◆ Exercise:
Please transcribe every record below exactly as it appears.

◆ Provided data:
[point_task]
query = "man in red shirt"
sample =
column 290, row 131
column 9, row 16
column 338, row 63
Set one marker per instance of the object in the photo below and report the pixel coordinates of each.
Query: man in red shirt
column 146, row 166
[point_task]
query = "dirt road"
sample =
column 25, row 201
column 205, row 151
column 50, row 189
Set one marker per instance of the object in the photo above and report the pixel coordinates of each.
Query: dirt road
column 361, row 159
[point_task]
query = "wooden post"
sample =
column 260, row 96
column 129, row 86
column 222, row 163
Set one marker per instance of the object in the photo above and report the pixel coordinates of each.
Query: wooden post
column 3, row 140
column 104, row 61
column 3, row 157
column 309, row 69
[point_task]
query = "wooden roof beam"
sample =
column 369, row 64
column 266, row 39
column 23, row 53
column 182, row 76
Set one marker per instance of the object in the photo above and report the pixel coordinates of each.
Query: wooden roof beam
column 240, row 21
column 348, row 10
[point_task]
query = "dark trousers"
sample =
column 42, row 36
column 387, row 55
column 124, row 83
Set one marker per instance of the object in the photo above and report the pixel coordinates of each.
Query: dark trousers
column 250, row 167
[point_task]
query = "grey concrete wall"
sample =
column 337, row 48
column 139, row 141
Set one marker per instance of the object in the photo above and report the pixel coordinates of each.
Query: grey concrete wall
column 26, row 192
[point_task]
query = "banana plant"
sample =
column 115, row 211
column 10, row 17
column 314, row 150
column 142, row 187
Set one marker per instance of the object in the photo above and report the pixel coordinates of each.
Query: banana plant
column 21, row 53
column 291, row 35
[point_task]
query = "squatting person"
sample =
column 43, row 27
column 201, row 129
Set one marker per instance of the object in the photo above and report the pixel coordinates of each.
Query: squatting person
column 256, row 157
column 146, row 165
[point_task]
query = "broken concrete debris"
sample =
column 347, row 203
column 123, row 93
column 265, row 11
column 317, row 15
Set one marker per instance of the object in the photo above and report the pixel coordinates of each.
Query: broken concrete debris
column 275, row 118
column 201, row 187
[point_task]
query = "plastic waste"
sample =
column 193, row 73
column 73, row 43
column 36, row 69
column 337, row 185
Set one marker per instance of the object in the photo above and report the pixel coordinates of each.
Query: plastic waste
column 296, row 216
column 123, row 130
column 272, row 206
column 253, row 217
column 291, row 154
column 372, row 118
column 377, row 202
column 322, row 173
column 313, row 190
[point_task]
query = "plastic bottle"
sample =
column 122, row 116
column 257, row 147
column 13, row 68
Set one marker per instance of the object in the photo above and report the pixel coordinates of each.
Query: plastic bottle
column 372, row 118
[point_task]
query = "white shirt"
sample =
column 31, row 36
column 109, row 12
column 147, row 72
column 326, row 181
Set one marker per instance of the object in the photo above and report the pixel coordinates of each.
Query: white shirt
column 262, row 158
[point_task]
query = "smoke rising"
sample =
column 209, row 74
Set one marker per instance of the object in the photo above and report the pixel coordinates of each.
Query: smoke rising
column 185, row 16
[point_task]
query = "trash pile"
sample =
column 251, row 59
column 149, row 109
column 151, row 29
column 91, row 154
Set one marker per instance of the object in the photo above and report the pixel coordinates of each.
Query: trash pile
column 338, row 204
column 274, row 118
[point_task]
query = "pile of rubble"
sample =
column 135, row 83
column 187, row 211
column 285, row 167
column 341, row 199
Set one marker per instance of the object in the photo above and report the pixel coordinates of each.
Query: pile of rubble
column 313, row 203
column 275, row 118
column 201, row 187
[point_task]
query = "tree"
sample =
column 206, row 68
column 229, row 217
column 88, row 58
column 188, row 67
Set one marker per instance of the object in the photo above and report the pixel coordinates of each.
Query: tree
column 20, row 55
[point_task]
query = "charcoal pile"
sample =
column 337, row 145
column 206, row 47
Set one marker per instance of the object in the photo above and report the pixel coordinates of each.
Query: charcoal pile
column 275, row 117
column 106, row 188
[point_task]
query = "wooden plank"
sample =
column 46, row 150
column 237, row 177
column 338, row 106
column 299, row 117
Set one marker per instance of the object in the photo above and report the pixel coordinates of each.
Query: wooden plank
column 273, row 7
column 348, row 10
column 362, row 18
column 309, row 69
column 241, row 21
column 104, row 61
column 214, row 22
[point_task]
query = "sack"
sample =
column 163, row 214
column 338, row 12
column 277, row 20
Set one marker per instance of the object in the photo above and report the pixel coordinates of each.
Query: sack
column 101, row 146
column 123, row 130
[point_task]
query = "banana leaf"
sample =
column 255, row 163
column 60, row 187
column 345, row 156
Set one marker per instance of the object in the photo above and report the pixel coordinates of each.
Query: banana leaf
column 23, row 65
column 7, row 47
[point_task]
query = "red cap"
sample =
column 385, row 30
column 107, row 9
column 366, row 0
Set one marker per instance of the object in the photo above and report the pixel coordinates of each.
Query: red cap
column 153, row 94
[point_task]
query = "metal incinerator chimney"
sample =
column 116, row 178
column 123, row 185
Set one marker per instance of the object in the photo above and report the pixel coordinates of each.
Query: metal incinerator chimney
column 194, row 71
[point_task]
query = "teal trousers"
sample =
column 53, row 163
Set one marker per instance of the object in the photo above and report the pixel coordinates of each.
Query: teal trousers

◆ Exercise solution:
[point_task]
query = "man in red shirt"
sample =
column 290, row 131
column 9, row 16
column 338, row 63
Set one marker per instance of the object in the photo below and report the pixel coordinates of each.
Query: man in red shirt
column 146, row 166
[point_task]
query = "dirt road"
sample =
column 25, row 201
column 205, row 151
column 50, row 189
Set one marker per instance of the object in the photo above and report the pixel coordinates of each.
Query: dirt road
column 361, row 159
[point_task]
query = "wooden post"
sample =
column 260, row 96
column 129, row 86
column 222, row 163
Set one marker per instance of the object in the photo above and report the pixel coordinates of each.
Query: wooden post
column 3, row 140
column 104, row 61
column 3, row 157
column 309, row 69
[point_task]
query = "wooden roof beam"
sample =
column 369, row 64
column 266, row 39
column 23, row 53
column 182, row 76
Set one marker per instance of the object in the photo above and report the pixel coordinates of each.
Query: wooden roof beam
column 240, row 21
column 348, row 10
[point_task]
query = "dark trousers"
sample =
column 42, row 36
column 387, row 55
column 124, row 83
Set one marker per instance of the object in the photo above and report the pixel coordinates of each.
Query: dark trousers
column 250, row 167
[point_task]
query = "grey concrete wall"
sample =
column 337, row 48
column 139, row 141
Set one marker per instance of the object in the photo above and report the pixel coordinates of each.
Query: grey concrete wall
column 26, row 192
[point_task]
query = "banana plant"
sample =
column 115, row 211
column 10, row 17
column 314, row 150
column 142, row 187
Set one marker per instance of the object in the photo above and report the pixel coordinates of each.
Query: banana plant
column 21, row 53
column 291, row 35
[point_task]
query = "squatting person"
sample =
column 43, row 27
column 201, row 129
Set one marker per instance of the object in the photo above and report the pixel coordinates of each.
Query: squatting person
column 256, row 157
column 146, row 165
[point_task]
query = "broken concrete debris"
sample =
column 347, row 203
column 123, row 93
column 265, row 11
column 317, row 15
Set one marker per instance of the object in the photo above and report the pixel coordinates of each.
Query: broken concrete debris
column 275, row 118
column 201, row 187
[point_task]
query = "plastic waste"
sample =
column 193, row 73
column 73, row 43
column 36, row 69
column 337, row 185
Set one marker per instance of the object in the photo above and report the pixel coordinates of each.
Query: plastic waste
column 296, row 216
column 123, row 130
column 272, row 206
column 253, row 217
column 291, row 154
column 372, row 118
column 377, row 202
column 322, row 173
column 313, row 190
[point_task]
query = "plastic bottle"
sample =
column 122, row 116
column 257, row 147
column 13, row 68
Set one marker per instance of the object in the photo above and report the pixel coordinates of each.
Query: plastic bottle
column 372, row 118
[point_task]
query = "white shirt"
sample =
column 31, row 36
column 109, row 12
column 147, row 72
column 326, row 181
Set one marker per instance of the object in the photo above and report the pixel coordinates of each.
Query: white shirt
column 262, row 158
[point_task]
query = "smoke rising"
sample =
column 209, row 74
Set one marker per instance of the object in the photo above and report the pixel coordinates of each.
Query: smoke rising
column 185, row 16
[point_task]
query = "trash pile"
sample =
column 251, row 59
column 149, row 109
column 151, row 29
column 91, row 154
Set one marker per instance of the object in the photo above and report the pixel coordinates of each.
Query: trash pile
column 338, row 204
column 274, row 118
[point_task]
query = "pile of rubble"
sample =
column 135, row 83
column 187, row 211
column 285, row 167
column 341, row 199
Set one marker per instance of the object in the photo above and report the pixel coordinates of each.
Query: pile of rubble
column 313, row 203
column 275, row 118
column 201, row 187
[point_task]
query = "tree"
sample =
column 206, row 68
column 229, row 217
column 88, row 58
column 188, row 67
Set one marker per instance of the object in the photo above and report the pixel coordinates of each.
Query: tree
column 20, row 55
[point_task]
query = "charcoal pile"
sample =
column 337, row 145
column 206, row 47
Set one marker per instance of the object in the photo above and report the pixel coordinates of each.
Query: charcoal pile
column 275, row 117
column 106, row 188
[point_task]
query = "wooden plank"
sample =
column 46, row 150
column 237, row 177
column 338, row 106
column 299, row 117
Set one marker per instance of the object in the photo above and report the pixel coordinates of each.
Query: wooden plank
column 273, row 7
column 348, row 10
column 362, row 18
column 309, row 69
column 241, row 21
column 104, row 61
column 214, row 22
[point_task]
query = "sack"
sample =
column 163, row 214
column 338, row 12
column 277, row 20
Set one marker per instance of the object in the photo above and report the pixel coordinates of each.
Query: sack
column 101, row 146
column 123, row 130
[point_task]
query = "banana leaf"
sample =
column 255, row 163
column 60, row 187
column 345, row 156
Set one marker per instance of the object in the photo above and report the pixel coordinates of each.
Query: banana leaf
column 23, row 65
column 7, row 47
[point_task]
query = "red cap"
sample =
column 385, row 30
column 107, row 9
column 366, row 0
Set one marker per instance of the object in the photo above and report the pixel coordinates of each.
Query: red cap
column 153, row 94
[point_task]
query = "metal incinerator chimney"
sample =
column 116, row 178
column 123, row 185
Set one marker per instance of the object in the photo above and report the pixel coordinates of each.
Query: metal incinerator chimney
column 194, row 71
[point_task]
query = "teal trousers"
sample =
column 53, row 163
Set one marker per instance of the object in the photo above and report the pixel coordinates of each.
Query: teal trousers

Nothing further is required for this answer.